■ PAGE EXTRACT ■
Britton relished leaning into the cringe, even when scenes like Nicole’s interaction with Rachel required some extra decoding to fully understand her character’s headspace because Britton herself has never experienced any dustups with the press. “Listen, I count myself very fortunate that that hasn’t happened,” she said. “I had a whole conversation with Mike about that and I was actually feeling challenged, like, ‘OK, I’ve gotta find my connecting point there. What’s she experiencing?’ It’s so funny, because that has ended up being a scene that people have really responded to.”

■ TO-DO LIST ■
A. In the passage about Britton, who did she have a whole conversation with about that scene?
B. Put the stretch of the listing from the line containing "Pick out the wooden paddle" through the end of the listing into a Markdown table with the columns Row and Line, leaving out blank lines.

■ ITEMS ■
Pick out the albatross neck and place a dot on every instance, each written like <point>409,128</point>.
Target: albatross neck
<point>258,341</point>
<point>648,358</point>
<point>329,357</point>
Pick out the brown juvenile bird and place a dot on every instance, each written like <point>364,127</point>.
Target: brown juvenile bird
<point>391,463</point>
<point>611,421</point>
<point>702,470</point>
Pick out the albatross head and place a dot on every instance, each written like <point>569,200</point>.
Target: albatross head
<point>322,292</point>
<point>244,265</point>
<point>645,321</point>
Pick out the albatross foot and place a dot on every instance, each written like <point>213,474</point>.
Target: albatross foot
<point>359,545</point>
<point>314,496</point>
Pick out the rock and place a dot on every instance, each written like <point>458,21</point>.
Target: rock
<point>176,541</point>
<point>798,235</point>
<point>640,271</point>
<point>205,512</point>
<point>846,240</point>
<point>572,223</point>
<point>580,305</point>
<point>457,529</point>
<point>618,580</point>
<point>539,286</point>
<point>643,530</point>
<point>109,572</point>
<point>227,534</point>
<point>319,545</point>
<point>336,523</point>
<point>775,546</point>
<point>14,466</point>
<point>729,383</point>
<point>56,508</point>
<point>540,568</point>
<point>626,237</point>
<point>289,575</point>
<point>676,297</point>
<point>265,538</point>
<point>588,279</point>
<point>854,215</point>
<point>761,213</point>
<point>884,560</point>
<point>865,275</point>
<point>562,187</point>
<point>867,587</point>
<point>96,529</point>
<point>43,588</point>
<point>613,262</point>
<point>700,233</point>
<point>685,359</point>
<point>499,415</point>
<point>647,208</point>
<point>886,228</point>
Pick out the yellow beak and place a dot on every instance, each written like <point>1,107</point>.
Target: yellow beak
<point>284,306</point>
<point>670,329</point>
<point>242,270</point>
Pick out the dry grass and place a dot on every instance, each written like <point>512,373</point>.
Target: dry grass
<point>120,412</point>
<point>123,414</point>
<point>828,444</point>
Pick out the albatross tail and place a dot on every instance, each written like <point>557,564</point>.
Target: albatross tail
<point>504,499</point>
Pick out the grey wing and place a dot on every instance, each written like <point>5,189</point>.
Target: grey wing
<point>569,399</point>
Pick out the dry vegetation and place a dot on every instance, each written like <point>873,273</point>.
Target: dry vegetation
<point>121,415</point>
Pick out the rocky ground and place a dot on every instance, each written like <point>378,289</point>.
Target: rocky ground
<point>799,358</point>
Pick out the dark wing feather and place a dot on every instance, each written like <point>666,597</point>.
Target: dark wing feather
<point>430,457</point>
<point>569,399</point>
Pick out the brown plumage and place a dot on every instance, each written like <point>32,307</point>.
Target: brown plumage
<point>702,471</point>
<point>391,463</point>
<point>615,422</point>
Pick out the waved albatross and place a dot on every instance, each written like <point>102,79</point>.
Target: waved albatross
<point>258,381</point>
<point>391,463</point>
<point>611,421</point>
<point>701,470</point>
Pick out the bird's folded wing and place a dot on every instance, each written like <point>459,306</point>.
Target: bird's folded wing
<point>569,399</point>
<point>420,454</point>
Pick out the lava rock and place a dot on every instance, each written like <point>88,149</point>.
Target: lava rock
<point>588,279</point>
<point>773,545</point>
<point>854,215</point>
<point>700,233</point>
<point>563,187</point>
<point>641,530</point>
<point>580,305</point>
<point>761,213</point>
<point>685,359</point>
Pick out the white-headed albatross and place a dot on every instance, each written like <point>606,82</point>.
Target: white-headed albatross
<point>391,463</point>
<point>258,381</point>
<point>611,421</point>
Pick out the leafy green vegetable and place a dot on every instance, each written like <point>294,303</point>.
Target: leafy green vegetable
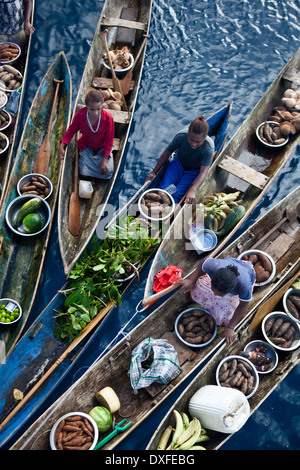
<point>93,285</point>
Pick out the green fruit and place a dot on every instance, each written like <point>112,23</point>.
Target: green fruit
<point>33,223</point>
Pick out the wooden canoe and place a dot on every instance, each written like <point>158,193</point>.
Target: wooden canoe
<point>267,382</point>
<point>39,344</point>
<point>21,258</point>
<point>95,75</point>
<point>12,131</point>
<point>244,165</point>
<point>112,368</point>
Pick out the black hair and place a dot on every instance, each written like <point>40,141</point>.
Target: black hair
<point>225,279</point>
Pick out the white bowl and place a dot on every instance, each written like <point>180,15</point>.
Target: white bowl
<point>255,373</point>
<point>253,252</point>
<point>6,301</point>
<point>286,295</point>
<point>153,191</point>
<point>266,143</point>
<point>9,121</point>
<point>7,142</point>
<point>26,178</point>
<point>120,71</point>
<point>296,342</point>
<point>14,207</point>
<point>201,345</point>
<point>5,99</point>
<point>74,413</point>
<point>271,353</point>
<point>10,62</point>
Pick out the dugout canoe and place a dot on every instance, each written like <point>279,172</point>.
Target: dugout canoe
<point>39,344</point>
<point>12,131</point>
<point>207,376</point>
<point>95,75</point>
<point>21,258</point>
<point>244,165</point>
<point>112,368</point>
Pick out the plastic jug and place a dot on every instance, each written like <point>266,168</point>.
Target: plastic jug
<point>220,409</point>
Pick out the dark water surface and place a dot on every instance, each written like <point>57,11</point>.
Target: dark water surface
<point>200,56</point>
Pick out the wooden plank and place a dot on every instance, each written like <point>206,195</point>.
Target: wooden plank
<point>244,172</point>
<point>119,22</point>
<point>103,82</point>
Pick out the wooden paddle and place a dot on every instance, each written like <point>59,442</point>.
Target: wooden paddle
<point>43,157</point>
<point>116,82</point>
<point>70,348</point>
<point>74,206</point>
<point>125,83</point>
<point>268,306</point>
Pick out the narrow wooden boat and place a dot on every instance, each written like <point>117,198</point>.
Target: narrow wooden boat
<point>12,131</point>
<point>244,165</point>
<point>39,347</point>
<point>112,368</point>
<point>21,258</point>
<point>267,382</point>
<point>95,75</point>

■ EXERCISE ANSWERS ■
A. Mike

B.
| Row | Line |
|---|---|
| 1 | Pick out the wooden paddle and place a dot on every instance, each written like <point>59,442</point>. |
| 2 | Target: wooden paddle |
| 3 | <point>43,157</point> |
| 4 | <point>116,82</point> |
| 5 | <point>70,348</point> |
| 6 | <point>74,206</point> |
| 7 | <point>125,83</point> |
| 8 | <point>268,306</point> |
| 9 | Pick out the narrow wooden boat and place a dot on every instance, each written like <point>117,198</point>. |
| 10 | Target: narrow wooden boat |
| 11 | <point>12,131</point> |
| 12 | <point>244,165</point> |
| 13 | <point>39,347</point> |
| 14 | <point>112,368</point> |
| 15 | <point>21,258</point> |
| 16 | <point>267,382</point> |
| 17 | <point>95,75</point> |